Copy every line of the listing exactly.

## BEGIN MATERIALS PROVIDED

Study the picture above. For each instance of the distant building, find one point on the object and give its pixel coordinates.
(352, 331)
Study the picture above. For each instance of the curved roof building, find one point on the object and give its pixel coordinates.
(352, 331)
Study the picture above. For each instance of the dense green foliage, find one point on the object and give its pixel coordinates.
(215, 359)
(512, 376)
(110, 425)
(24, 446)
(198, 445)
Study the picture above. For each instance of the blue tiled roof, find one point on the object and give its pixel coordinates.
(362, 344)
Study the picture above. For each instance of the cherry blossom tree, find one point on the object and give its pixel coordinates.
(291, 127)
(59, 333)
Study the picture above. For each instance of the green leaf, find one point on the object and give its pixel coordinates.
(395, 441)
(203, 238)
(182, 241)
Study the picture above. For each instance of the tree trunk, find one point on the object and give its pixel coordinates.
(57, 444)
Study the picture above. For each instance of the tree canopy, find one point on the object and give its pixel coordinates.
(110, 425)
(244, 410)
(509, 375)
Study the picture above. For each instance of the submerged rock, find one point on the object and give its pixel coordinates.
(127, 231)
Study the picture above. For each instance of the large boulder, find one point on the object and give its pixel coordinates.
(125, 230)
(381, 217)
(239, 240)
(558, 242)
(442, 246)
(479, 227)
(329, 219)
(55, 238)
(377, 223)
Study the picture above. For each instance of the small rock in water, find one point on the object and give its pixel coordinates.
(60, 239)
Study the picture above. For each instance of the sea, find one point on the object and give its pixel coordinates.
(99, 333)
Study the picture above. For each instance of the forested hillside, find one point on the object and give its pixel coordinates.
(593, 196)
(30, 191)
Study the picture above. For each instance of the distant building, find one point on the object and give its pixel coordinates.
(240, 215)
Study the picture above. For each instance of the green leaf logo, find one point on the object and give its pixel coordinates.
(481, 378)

## END MATERIALS PROVIDED

#### CORRECT RESPONSE
Study the picture above. For each instance of the distant building, find one point on the object and give its pixel coordinates.
(352, 331)
Study the picture above. For each instance of the curved roof building, find one point on the object and give its pixel coordinates.
(352, 331)
Study the picture above. For each instance of the dense green foliage, find one point on the object and give its pixel coordinates.
(215, 359)
(512, 376)
(110, 425)
(24, 446)
(198, 445)
Study the picture above. For each instance of the blue tiled roof, find one point on the object and give its pixel coordinates.
(362, 344)
Study the picture above. For each instance of the cherry blossom tree, find one point on the object and give its pixel coordinates.
(291, 127)
(59, 333)
Study the picture above. For each instance of the green leaf, find one point on the object and give its pixel coordinates.
(395, 441)
(203, 238)
(182, 241)
Study the picture above. For each instance of the tree trunk, find one point on the object and give its pixel coordinates.
(57, 444)
Study the picture above. For each instance of the tree canopy, find one point on the object and give its pixel coordinates.
(110, 425)
(244, 410)
(509, 375)
Study the picture above. For each instance of the submerged rock, find one point on the object and give its pixel coordinates.
(127, 231)
Study the picture above. For each instance of the large boulder, find one point on the object and give its pixel coordinates.
(125, 230)
(381, 217)
(239, 240)
(558, 242)
(442, 246)
(479, 227)
(329, 219)
(55, 238)
(377, 223)
Study the picture above. For each instance of the small rock in water, find one point on the object and give its pixel coordinates.
(60, 239)
Study the picture above. For each instance of the sea, find one point on the object and give its pixel coordinates.
(99, 333)
Study the picture above. For each instance of the forested hillside, find one point on the object and give its pixel coordinates.
(593, 196)
(30, 191)
Study the picture above. For each instance of the distant building, find one point on the object and give its pixel coordinates.
(240, 215)
Study the picture above. For each instance of the green leaf logo, find one point on the object and give its pixel coordinates.
(481, 378)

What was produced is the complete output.